Directions
[a] Edit the passage on Busan's family policies, starting with "Busan did introduce" and going on through "small cost relief.", so that "newborn EV subsidy" becomes "newborn car subsidy".
[b] In the passage on Busan's family policies, how long after marriage does childbearing follow?

--- Text passage Enclosed Below ---

Busan did introduce measures ahead of some peers. Free public transit for children began in October 2023. The Pink Light mobile system for pregnant riders launched in May 2024. The Mama Call taxi program, first deployed in 2020, expanded its monthly cap in 2024. The city added a newborn EV subsidy that same year, paying one million won for the first child and 1.5 million for additional children. Childcare reforms lowered infant room ratios to one caregiver for two babies and extended evening and weekend coverage at a nominal fee. These initiatives gave Busan a distinct policy profile emphasizing convenience and frequent but small cost relief.
Yet a distinctive policy design does not prove impact. Childbearing follows marriage with a nine- to eighteen-month lag, and many of Busan’s flagship benefits were introduced or expanded only in 2024–25. A one-month rise in births cannot be tied to programs that had little time to shape decisions to marry, conceive, and carry to term. At most, the measures ease practical burdens for families already having children and might influence the timing of second or third births. Whether they change completed family size remains unproven.
Attribution is complicated further by competing interventions elsewhere. Incheon scaled up housing support; Seoul added public childcare capacity; Daegu targeted working parents with its own subsidies. The parallel rise in births across these jurisdictions—together with the national jump in marriages—points to shared drivers rather than a city-specific causal story. If Busan’s measures were decisive, the city’s half-year growth would be expected to lead, not trail, other metros.

--- End of Enclosed Text passage ---
--- Data for review Enclosed Below ---

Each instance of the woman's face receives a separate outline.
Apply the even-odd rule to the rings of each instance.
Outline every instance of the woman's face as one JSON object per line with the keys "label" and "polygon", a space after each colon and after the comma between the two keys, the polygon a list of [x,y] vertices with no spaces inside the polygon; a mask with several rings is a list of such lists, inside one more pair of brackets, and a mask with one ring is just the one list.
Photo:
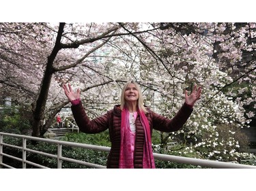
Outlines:
{"label": "woman's face", "polygon": [[139,92],[135,84],[129,84],[124,92],[124,99],[127,102],[137,102],[139,99]]}

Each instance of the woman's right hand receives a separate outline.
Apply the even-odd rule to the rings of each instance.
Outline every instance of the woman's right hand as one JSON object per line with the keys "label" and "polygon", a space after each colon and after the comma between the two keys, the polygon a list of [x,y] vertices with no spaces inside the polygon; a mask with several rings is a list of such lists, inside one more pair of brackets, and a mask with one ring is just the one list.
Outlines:
{"label": "woman's right hand", "polygon": [[64,90],[65,94],[68,98],[70,101],[74,101],[77,99],[80,99],[80,89],[78,88],[76,90],[76,92],[73,92],[72,87],[70,84],[68,84],[68,87],[66,84],[63,85],[63,88]]}

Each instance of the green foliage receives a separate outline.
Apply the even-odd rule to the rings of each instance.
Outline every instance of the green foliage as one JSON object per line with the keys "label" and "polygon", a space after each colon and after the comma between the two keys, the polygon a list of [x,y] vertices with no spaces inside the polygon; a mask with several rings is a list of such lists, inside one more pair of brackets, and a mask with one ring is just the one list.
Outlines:
{"label": "green foliage", "polygon": [[27,134],[31,129],[30,116],[25,106],[4,107],[0,112],[0,131]]}

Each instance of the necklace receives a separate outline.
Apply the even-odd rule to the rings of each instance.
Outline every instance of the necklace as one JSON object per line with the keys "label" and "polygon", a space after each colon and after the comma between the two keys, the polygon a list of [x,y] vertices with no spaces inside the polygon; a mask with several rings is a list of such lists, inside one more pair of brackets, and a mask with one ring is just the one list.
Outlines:
{"label": "necklace", "polygon": [[135,125],[134,113],[130,113],[129,123],[130,125]]}

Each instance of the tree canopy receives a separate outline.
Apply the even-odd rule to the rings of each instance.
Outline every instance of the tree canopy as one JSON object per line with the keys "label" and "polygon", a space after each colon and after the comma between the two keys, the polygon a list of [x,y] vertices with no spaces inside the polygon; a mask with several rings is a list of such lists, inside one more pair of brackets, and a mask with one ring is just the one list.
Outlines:
{"label": "tree canopy", "polygon": [[1,95],[31,105],[33,136],[69,104],[63,83],[81,89],[95,117],[134,80],[145,105],[169,118],[197,84],[202,97],[184,129],[163,137],[197,145],[221,143],[219,125],[245,128],[255,119],[255,23],[2,22],[0,37]]}

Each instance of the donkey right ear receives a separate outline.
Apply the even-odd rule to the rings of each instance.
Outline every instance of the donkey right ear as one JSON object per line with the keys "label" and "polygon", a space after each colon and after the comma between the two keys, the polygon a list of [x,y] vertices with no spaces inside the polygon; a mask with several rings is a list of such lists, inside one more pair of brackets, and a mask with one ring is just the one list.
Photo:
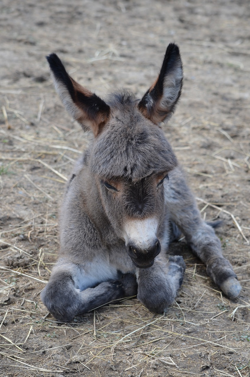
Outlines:
{"label": "donkey right ear", "polygon": [[168,46],[160,73],[139,103],[139,110],[157,124],[173,113],[182,86],[182,65],[177,44]]}
{"label": "donkey right ear", "polygon": [[97,136],[109,118],[109,106],[71,77],[56,54],[46,58],[56,89],[66,109],[83,129],[91,129]]}

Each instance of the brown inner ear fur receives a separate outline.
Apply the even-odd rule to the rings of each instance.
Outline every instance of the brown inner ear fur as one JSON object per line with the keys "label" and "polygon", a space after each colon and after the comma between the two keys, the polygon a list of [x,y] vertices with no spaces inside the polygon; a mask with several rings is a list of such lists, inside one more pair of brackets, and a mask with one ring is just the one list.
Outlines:
{"label": "brown inner ear fur", "polygon": [[91,99],[91,98],[93,98],[93,99],[94,98],[96,97],[100,101],[105,103],[104,101],[94,95],[90,90],[77,83],[72,77],[70,77],[70,79],[74,90],[74,98],[73,99],[75,104],[80,110],[76,117],[76,120],[82,124],[86,124],[86,126],[90,127],[92,129],[94,136],[96,137],[101,132],[104,126],[108,120],[110,113],[110,111],[107,111],[106,109],[99,109],[98,104],[96,104],[96,108],[93,109],[93,110],[90,112],[88,105],[81,101],[82,98],[80,99],[80,97],[83,96],[86,99]]}

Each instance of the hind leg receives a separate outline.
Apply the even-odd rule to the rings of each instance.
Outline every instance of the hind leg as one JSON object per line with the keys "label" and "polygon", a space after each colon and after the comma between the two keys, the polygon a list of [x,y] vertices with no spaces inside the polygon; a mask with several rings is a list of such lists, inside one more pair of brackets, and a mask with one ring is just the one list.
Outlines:
{"label": "hind leg", "polygon": [[56,267],[41,297],[50,313],[60,321],[69,322],[78,314],[137,293],[136,277],[132,274],[120,279],[115,276],[114,280],[81,290],[79,286],[89,282],[90,277],[81,274],[79,266],[65,262]]}
{"label": "hind leg", "polygon": [[[229,262],[223,256],[221,242],[213,229],[201,218],[193,195],[181,172],[170,175],[166,197],[171,220],[182,230],[194,253],[207,266],[208,274],[230,299],[241,289]],[[171,177],[171,178],[170,178]]]}
{"label": "hind leg", "polygon": [[152,267],[138,269],[137,297],[151,311],[162,313],[173,302],[181,285],[185,265],[179,256],[157,257]]}

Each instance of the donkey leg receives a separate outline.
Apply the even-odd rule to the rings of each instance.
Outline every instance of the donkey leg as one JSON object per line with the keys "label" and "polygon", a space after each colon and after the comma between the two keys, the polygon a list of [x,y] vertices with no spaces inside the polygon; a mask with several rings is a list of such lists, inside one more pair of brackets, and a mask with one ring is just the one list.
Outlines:
{"label": "donkey leg", "polygon": [[185,268],[182,256],[156,258],[152,267],[138,270],[137,298],[151,311],[162,313],[173,302],[183,280]]}
{"label": "donkey leg", "polygon": [[[62,267],[61,265],[61,267]],[[63,267],[63,265],[62,265]],[[70,322],[78,314],[86,313],[108,303],[136,295],[137,283],[134,275],[127,274],[121,279],[103,282],[94,288],[81,290],[78,288],[89,277],[79,276],[76,265],[64,265],[64,269],[55,269],[49,281],[41,294],[49,311],[57,320]]]}
{"label": "donkey leg", "polygon": [[213,229],[201,218],[181,175],[174,173],[171,185],[166,188],[171,219],[181,229],[194,253],[206,265],[209,276],[229,298],[234,299],[241,289],[237,276],[223,256],[220,241]]}

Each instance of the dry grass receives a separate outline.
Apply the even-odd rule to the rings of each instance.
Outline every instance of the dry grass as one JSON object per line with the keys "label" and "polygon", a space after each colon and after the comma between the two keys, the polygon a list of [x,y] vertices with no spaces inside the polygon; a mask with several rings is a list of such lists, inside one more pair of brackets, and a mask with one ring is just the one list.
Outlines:
{"label": "dry grass", "polygon": [[[1,6],[6,30],[11,25],[16,33],[13,40],[7,32],[3,35],[9,63],[0,63],[1,376],[249,375],[249,41],[242,42],[243,48],[241,43],[230,44],[227,40],[229,33],[239,40],[239,31],[242,25],[249,30],[249,23],[239,17],[236,3],[230,3],[229,9],[223,2],[216,6],[218,14],[209,18],[216,6],[208,3],[201,14],[204,19],[208,17],[211,30],[224,38],[223,43],[210,41],[203,18],[195,17],[183,2],[174,6],[171,2],[156,2],[153,6],[139,2],[136,9],[129,2],[111,8],[101,2],[100,6],[109,9],[107,15],[103,9],[105,21],[101,21],[97,5],[88,3],[82,11],[88,19],[78,20],[76,11],[74,26],[67,18],[80,6],[74,1],[75,8],[63,1],[60,14],[56,4],[46,1],[46,10],[38,4],[37,9],[46,14],[45,19],[53,15],[53,27],[39,26],[38,14],[24,3],[20,26],[15,8],[5,0]],[[200,9],[198,2],[193,6],[193,11]],[[161,31],[165,29],[160,21],[163,14],[168,15],[167,36]],[[223,22],[219,15],[226,15]],[[130,32],[133,15],[136,22]],[[182,17],[184,21],[178,21]],[[28,33],[22,29],[25,24]],[[79,51],[82,31],[88,35],[84,54],[76,51],[72,37],[64,31],[69,25],[78,31],[74,43]],[[181,47],[185,79],[179,110],[164,130],[204,218],[223,221],[218,234],[242,291],[234,301],[222,295],[182,239],[171,245],[171,252],[182,253],[186,273],[167,312],[154,316],[136,298],[129,298],[96,308],[72,323],[59,323],[39,294],[57,258],[58,207],[64,184],[91,136],[63,110],[43,57],[55,50],[56,40],[58,49],[67,46],[68,52],[59,54],[71,74],[83,84],[90,81],[90,89],[103,93],[122,85],[141,95],[153,81],[165,46],[173,38],[171,30]],[[32,44],[31,35],[37,44]]]}

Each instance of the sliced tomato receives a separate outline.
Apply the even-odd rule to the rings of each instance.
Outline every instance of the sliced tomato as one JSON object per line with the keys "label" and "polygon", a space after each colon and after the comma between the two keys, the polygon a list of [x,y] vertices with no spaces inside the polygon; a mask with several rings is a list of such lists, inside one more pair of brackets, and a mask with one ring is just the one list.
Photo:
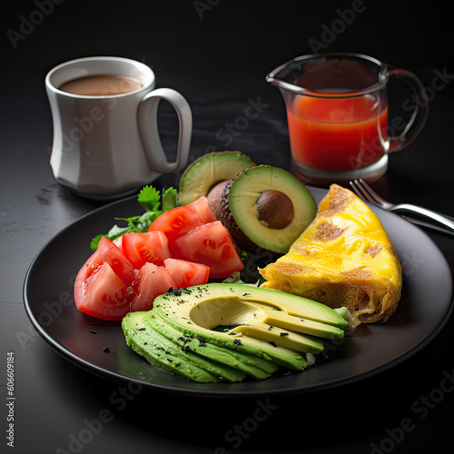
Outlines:
{"label": "sliced tomato", "polygon": [[165,259],[174,257],[169,240],[163,232],[125,233],[121,238],[123,252],[137,270],[147,262],[163,265]]}
{"label": "sliced tomato", "polygon": [[190,205],[192,205],[195,208],[195,211],[203,223],[206,224],[208,222],[214,222],[218,220],[208,205],[208,199],[206,197],[199,197],[197,200],[190,203]]}
{"label": "sliced tomato", "polygon": [[111,240],[104,236],[98,243],[103,262],[109,263],[115,274],[126,284],[131,285],[134,279],[134,269],[122,250]]}
{"label": "sliced tomato", "polygon": [[192,287],[208,282],[210,268],[181,259],[165,259],[164,266],[169,270],[177,288]]}
{"label": "sliced tomato", "polygon": [[203,225],[203,222],[195,207],[189,204],[164,212],[153,222],[148,232],[163,232],[170,238],[189,232],[199,225]]}
{"label": "sliced tomato", "polygon": [[177,259],[210,267],[211,278],[227,278],[242,270],[232,237],[221,221],[202,224],[170,239]]}
{"label": "sliced tomato", "polygon": [[135,295],[96,251],[79,271],[74,282],[77,309],[98,319],[119,321]]}
{"label": "sliced tomato", "polygon": [[131,303],[133,312],[150,311],[157,296],[165,293],[170,288],[177,288],[170,271],[163,266],[147,262],[140,270],[136,270],[135,274],[133,289],[136,295]]}

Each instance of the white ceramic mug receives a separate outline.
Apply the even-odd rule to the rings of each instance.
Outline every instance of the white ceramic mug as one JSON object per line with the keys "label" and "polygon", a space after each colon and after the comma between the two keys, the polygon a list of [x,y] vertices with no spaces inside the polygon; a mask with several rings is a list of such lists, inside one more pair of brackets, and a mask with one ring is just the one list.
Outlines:
{"label": "white ceramic mug", "polygon": [[[71,80],[101,74],[133,77],[143,86],[107,95],[74,94],[59,88]],[[50,162],[57,182],[87,198],[113,199],[134,192],[162,173],[183,169],[191,143],[191,108],[178,92],[154,86],[152,69],[126,58],[80,58],[51,70],[45,87],[54,123]],[[159,137],[162,99],[178,115],[174,162],[168,161]]]}

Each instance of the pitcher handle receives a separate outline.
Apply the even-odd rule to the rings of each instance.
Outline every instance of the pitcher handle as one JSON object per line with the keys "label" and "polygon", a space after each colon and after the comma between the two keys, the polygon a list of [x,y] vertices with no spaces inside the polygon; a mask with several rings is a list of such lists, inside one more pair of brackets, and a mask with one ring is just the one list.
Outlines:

--- End of Enclosed Data for review ---

Results of the exercise
[a]
Busan did introduce measures ahead of some peers. Free public transit for children began in October 2023. The Pink Light mobile system for pregnant riders launched in May 2024. The Mama Call taxi program, first deployed in 2020, expanded its monthly cap in 2024. The city added a newborn car subsidy that same year, paying one million won for the first child and 1.5 million for additional children. Childcare reforms lowered infant room ratios to one caregiver for two babies and extended evening and weekend coverage at a nominal fee. These initiatives gave Busan a distinct policy profile emphasizing convenience and frequent but small cost relief.

[b] Nine to eighteen months.